**O QUE FAZER:**
**a.** Cite o trecho do texto sobre telas sensíveis ao toque em aviões, começando em "Todos esses comandos" e terminando em "bem mais rápido.".
**b.** Escreva o que vem a seguir no texto sobre telas sensíveis ao toque em aviões, dando continuidade a partir da última frase apresentada.

Geoffrey Shapiro no simulador da Rockwell Collins
Geoffrey Shapiro no simulador da Rockwell Collins e painel sensível ao toque da Honeywell

painel sensível ao toque da Honeywell

Toque na tela

Ainda com a intenção de melhorar o acesso dos pilotos aos comandos de voo, a Rockwell Collins e a Honeywell desenvolvem telas sensíveis ao toque para os aviões. No PFD, ao tocar na velocidade, surge uma pequena caixa na parte inferior com as setas para cima e para baixo. O piloto altera a velocidade como se estivesse mudando o volume do rádio. No MFD, o mapa pode ser deslocado com os dedos, de forma semelhante ao que é feito em smartphones e tablets.

Todos esses comandos também podem ser feitos pelo reconhecimento de voz e o piloto escolhe o que acha mais prático. “Alguns são melhores com voz e outros com toque na tela”, afirma o engenheiro da Rockwell. O deslocamento de mapa é um exemplo que não funciona bem com voz e funciona muito bem com o toque. Com voz, teria de repetir o comando muitas vezes até chegar ao ponto desejado e com o toque esse processo é bem mais rápido.

Apesar de o reconhecimento de voz e da tela sensível ao toque empolgarem seus desenvolvedores, a Boeing vê com ceticismo a adoção dessas tecnologias a bordo de suas aeronaves. “Não devemos adotar o sistema de reconhecimento de voz. Há muita possibilidade de erros. Usar luvas e mexer sua mão até a tela para mudar dados, por quê? Seria um custo muito alto. Precisaria de uma energia extra e um sistema de backup em caso de falhas. O que isso realmente economiza? Eu economizo 10 minutos no tempo da tripulação e treinamento ou é só uma coisa legal? Ninguém compra nossos produtos com um garantia de dois anos como um celular. Nós vendemos um produto que ficará em funcionamento por décadas. Nossos clientes querem os produtos que nós dissemos que iríamos entregar”, afirma Mike Carriker.

**MATERIAL FORNECIDO:**

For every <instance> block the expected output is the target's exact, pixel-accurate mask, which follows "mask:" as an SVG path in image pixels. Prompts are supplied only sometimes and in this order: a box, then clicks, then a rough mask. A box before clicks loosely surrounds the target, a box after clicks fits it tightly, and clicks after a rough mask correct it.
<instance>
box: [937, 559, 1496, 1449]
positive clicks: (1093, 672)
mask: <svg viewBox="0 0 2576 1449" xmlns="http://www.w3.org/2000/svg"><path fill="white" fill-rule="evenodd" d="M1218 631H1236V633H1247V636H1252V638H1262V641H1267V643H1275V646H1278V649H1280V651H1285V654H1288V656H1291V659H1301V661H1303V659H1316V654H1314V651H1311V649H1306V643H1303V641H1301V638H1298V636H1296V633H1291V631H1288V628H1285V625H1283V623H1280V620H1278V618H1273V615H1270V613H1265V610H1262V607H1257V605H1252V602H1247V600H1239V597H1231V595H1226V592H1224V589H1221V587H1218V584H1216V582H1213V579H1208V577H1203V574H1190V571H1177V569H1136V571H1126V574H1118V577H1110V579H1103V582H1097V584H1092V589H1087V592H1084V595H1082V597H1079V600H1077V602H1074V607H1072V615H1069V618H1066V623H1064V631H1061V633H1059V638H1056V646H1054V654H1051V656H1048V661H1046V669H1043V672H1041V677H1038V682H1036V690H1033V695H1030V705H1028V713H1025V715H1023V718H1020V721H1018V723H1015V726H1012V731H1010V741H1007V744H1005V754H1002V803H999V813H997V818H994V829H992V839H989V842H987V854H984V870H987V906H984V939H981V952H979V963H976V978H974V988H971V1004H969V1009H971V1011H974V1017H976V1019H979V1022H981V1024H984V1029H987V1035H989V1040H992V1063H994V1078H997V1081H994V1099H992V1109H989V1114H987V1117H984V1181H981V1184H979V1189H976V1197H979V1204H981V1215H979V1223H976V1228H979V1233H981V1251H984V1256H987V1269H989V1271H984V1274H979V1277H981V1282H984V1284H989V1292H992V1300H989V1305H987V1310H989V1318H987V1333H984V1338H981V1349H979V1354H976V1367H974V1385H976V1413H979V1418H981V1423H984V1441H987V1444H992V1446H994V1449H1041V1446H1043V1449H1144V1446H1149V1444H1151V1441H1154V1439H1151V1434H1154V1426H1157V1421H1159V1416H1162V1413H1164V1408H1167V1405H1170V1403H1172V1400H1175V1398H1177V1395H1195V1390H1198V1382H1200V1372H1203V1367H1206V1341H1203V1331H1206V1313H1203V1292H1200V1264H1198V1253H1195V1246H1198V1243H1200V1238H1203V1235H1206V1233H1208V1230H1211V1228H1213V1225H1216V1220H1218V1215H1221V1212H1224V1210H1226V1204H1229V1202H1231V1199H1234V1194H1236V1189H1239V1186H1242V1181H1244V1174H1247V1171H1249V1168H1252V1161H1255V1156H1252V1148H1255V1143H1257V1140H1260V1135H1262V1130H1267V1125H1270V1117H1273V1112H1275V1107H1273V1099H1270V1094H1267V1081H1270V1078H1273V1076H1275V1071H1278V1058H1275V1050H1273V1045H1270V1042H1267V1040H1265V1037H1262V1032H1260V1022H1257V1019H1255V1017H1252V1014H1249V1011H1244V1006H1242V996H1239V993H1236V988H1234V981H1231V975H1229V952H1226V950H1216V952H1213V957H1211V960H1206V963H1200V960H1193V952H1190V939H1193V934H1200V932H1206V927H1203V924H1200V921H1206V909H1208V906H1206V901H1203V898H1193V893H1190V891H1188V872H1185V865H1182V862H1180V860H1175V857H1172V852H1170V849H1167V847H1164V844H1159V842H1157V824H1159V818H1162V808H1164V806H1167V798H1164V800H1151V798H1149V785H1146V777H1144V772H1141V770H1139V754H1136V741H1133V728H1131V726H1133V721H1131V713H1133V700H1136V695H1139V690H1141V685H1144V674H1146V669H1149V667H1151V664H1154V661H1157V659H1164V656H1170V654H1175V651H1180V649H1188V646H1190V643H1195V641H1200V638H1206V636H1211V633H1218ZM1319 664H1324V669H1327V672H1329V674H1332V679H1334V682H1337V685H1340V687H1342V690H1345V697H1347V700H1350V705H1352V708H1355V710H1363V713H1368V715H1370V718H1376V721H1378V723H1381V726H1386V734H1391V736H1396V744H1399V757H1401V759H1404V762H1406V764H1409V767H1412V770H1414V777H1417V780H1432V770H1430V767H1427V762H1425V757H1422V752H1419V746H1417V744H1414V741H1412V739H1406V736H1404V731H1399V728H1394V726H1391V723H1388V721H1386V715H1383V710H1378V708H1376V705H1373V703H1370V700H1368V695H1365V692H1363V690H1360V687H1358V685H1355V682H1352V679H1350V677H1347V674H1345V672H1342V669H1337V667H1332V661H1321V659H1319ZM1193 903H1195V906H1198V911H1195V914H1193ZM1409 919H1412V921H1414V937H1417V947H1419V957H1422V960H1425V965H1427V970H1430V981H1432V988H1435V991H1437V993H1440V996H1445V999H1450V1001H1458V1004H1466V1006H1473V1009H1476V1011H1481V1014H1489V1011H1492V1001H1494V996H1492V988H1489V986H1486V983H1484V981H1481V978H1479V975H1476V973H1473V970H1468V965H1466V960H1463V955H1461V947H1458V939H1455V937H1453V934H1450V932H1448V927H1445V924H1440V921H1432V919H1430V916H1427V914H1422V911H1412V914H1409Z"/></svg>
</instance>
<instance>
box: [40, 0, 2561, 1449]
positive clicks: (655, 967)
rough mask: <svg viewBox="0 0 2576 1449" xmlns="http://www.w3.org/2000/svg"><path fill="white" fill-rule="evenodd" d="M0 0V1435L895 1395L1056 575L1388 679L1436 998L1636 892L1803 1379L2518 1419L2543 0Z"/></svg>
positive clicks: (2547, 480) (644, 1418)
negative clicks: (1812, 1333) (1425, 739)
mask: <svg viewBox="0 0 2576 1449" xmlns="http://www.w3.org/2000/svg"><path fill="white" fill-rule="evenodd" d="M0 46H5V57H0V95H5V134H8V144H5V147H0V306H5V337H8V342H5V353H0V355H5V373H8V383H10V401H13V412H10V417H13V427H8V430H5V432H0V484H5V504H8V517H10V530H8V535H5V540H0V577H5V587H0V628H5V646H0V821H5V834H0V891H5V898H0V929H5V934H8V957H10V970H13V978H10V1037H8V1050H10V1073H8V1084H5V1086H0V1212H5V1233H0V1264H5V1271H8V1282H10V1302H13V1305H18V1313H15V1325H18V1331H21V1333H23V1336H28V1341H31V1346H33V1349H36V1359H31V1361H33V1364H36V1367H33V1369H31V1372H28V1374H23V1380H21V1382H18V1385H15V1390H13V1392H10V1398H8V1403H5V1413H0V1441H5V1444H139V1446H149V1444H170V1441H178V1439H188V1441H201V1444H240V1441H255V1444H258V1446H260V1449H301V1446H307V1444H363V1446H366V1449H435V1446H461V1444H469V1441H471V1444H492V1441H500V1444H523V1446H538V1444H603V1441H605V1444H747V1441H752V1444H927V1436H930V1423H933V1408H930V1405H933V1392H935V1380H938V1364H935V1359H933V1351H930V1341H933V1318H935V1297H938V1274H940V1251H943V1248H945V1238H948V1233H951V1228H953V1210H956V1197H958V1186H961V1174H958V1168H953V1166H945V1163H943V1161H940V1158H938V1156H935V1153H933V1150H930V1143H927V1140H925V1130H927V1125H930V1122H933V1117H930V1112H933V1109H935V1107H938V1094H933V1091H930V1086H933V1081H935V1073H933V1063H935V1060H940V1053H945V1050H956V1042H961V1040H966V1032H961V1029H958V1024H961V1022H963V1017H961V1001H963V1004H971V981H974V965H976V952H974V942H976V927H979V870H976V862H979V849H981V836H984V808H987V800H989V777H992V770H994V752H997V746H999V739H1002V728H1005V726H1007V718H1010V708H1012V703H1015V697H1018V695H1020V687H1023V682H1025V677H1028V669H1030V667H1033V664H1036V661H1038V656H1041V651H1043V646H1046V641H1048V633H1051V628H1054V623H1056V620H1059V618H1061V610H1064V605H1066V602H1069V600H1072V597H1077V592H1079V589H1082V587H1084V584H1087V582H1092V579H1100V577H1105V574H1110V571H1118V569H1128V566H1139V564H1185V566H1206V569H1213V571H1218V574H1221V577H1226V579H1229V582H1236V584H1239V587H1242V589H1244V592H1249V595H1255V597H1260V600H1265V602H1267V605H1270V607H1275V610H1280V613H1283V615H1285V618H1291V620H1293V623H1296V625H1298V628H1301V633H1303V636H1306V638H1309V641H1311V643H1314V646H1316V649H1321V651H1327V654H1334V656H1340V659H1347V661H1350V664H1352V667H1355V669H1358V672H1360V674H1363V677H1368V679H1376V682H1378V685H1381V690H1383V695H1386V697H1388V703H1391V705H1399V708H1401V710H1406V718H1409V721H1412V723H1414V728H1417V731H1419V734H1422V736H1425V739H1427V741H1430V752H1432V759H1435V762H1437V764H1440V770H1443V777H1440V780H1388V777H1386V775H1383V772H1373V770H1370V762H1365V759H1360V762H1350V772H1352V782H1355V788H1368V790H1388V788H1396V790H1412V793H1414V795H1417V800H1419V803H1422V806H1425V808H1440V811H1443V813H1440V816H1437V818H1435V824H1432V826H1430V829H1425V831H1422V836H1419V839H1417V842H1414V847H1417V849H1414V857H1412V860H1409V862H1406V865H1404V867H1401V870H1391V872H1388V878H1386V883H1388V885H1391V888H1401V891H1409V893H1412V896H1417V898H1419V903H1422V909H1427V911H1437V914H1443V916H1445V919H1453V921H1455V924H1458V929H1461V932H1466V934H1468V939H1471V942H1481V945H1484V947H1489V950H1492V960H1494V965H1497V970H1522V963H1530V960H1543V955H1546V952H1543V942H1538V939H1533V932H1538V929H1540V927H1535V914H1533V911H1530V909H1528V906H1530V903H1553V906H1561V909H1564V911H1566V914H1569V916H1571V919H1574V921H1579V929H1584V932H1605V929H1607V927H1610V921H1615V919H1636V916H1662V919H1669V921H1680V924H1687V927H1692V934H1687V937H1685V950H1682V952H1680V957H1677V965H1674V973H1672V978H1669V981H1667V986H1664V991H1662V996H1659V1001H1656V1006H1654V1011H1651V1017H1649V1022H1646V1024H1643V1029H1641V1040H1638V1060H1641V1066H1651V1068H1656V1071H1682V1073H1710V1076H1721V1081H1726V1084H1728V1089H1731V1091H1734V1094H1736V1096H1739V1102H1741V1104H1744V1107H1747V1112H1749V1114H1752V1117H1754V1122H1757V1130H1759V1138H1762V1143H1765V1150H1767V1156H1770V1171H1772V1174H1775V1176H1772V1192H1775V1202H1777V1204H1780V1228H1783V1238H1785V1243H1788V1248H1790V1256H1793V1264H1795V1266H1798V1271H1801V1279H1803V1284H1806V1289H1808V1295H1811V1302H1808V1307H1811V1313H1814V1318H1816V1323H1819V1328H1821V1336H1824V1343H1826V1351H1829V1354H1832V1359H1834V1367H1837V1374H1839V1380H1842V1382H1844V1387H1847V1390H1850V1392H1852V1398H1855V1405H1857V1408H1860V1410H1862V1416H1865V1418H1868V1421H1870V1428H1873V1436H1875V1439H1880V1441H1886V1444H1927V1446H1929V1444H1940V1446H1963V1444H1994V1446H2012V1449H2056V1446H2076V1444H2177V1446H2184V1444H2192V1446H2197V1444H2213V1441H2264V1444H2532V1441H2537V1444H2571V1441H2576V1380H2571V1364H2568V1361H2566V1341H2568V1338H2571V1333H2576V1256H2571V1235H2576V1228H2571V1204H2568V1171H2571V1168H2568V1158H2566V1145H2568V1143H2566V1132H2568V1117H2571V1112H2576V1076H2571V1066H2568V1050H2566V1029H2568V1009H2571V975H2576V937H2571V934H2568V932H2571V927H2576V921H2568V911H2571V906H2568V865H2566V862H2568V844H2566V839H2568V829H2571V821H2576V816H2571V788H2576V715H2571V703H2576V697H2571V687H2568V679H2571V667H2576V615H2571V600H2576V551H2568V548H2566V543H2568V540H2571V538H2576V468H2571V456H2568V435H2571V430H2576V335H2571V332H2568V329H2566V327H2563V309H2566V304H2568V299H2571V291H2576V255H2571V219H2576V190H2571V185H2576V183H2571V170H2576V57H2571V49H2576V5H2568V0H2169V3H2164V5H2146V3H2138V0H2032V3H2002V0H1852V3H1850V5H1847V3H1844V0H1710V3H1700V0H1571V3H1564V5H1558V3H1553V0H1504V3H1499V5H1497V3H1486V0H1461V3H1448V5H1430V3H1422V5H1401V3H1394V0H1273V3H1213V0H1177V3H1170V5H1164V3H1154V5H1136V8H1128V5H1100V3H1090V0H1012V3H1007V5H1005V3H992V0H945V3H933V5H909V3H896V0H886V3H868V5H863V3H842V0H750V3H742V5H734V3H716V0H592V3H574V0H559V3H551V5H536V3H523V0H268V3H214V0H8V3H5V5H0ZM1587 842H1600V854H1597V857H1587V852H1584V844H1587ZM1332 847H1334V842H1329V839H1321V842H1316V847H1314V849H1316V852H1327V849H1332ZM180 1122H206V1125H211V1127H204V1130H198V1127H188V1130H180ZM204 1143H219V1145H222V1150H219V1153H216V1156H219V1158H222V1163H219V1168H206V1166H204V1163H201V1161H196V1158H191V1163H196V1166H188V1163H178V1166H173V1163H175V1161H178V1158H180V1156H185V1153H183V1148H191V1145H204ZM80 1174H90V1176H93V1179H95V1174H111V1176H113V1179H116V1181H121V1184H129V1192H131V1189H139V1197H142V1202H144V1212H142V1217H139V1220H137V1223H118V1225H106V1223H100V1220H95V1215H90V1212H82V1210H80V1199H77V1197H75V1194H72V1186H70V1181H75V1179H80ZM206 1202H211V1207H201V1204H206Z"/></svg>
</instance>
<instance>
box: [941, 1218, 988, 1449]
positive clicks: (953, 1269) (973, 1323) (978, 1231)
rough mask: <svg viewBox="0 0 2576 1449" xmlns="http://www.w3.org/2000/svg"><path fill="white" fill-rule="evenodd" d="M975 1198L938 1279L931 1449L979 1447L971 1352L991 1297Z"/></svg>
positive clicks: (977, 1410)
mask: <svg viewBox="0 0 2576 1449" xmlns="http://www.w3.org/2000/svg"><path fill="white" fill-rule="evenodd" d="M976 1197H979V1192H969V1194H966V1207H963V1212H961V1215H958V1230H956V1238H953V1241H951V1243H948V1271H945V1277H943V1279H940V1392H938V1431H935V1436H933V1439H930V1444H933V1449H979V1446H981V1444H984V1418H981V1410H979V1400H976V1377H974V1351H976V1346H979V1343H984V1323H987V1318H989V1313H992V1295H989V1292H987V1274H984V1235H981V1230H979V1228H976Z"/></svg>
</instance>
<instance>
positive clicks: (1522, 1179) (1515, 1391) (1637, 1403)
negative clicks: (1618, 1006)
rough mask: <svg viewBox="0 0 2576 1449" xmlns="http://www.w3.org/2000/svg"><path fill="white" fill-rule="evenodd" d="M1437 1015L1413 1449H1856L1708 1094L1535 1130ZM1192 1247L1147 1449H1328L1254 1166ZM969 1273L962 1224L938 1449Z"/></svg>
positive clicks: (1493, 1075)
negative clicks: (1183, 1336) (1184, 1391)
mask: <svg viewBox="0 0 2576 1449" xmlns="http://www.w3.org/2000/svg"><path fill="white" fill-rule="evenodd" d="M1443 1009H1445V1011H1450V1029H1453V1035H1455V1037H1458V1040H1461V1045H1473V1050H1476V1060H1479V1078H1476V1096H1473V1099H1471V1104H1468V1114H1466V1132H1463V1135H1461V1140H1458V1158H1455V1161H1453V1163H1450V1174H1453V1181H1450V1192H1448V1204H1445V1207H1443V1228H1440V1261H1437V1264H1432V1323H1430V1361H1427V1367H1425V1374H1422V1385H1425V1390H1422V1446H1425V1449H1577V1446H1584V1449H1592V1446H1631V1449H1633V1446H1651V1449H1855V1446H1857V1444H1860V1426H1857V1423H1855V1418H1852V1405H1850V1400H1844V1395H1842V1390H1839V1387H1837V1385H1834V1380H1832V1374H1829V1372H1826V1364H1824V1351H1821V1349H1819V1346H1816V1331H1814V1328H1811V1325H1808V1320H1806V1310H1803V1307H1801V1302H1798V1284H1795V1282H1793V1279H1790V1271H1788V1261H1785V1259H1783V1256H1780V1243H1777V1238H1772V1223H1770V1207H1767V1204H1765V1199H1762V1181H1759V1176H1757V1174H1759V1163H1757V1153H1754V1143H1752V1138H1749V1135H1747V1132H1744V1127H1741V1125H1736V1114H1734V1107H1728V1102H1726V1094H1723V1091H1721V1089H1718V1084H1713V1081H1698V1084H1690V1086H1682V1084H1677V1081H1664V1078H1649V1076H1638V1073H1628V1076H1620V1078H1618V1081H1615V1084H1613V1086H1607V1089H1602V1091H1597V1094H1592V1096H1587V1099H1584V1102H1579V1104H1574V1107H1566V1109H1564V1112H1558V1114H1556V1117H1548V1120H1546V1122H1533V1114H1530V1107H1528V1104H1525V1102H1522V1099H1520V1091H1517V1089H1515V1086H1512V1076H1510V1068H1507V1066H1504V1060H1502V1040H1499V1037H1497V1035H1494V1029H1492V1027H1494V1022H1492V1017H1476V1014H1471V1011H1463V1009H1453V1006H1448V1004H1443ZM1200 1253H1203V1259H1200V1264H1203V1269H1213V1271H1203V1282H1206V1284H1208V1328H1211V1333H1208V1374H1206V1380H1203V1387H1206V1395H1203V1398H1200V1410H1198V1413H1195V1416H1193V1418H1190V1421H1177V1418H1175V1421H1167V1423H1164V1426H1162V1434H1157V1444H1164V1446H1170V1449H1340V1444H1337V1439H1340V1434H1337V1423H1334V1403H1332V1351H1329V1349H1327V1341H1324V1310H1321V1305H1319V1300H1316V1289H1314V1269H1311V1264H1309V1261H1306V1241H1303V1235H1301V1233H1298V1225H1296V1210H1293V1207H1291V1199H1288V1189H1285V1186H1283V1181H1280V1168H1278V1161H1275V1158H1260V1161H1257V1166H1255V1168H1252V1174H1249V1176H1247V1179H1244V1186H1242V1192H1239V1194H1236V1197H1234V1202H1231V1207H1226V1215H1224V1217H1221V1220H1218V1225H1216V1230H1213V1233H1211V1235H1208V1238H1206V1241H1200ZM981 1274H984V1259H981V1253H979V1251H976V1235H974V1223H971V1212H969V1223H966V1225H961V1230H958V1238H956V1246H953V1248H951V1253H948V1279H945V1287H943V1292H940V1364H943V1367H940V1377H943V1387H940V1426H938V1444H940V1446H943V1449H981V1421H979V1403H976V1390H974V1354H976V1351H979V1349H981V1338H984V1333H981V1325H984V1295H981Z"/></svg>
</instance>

**RESPOSTAS DAS TAREFAS:**
**a.**
Todos esses comandos também podem ser feitos pelo reconhecimento de voz e o piloto escolhe o que acha mais prático. “Alguns são melhores com voz e outros com toque na tela”, afirma o engenheiro da Rockwell. O deslocamento de mapa é um exemplo que não funciona bem com voz e funciona muito bem com o toque. Com voz, teria de repetir o comando muitas vezes até chegar ao ponto desejado e com o toque esse processo é bem mais rápido.

**b.**
Apesar de a Boeing não demonstrar interesse nessas tecnologias, os fabricantes de aviônicos garantem que há outras empresas interessadas em adotar os novos sistemas. A tela sensível ao toque da Honeywell já recebeu certificação e está presente nos modelos Gulfstream G500 e G600, segundo a empresa, enquanto versões ­touchscreen da Garmin equiparão o novo jato Cessna Citation Latitude. A Rockwell também se mostra confiante e afirma que os sistemas podem ser implementados em diversos tipos de aeronaves, desde os menores turbo-hélices até os maiores jatos comerciais.

Nos próximos 21 anos, muitos outros sistemas ainda serão desenvolvidos para facilitar e melhorar a operação de aeronaves em todo mundo. Somente o tempo poderá dizer com precisão o que realmente entrará em operação e se tornará um padrão de mercado.

Riscos envolvendo o wi-fi a bordo

Especialistas discutem se o acesso à internet em voo não torna aviônica vulnerável à ação de hackers

O governo dos Estados Unidos emitiu um alerta para o risco de hackers se aproveitarem das redes Wi-Fi a bordo das aeronaves para interferirem nos aviônicos e até mesmo assumir o controle do avião. Segundo o estudo, realizado pelo Escritório de Prestação de Contas (GAO, na sigla em inglês), um hacker viajando como passageiro poderia teoricamente derrubar um avião.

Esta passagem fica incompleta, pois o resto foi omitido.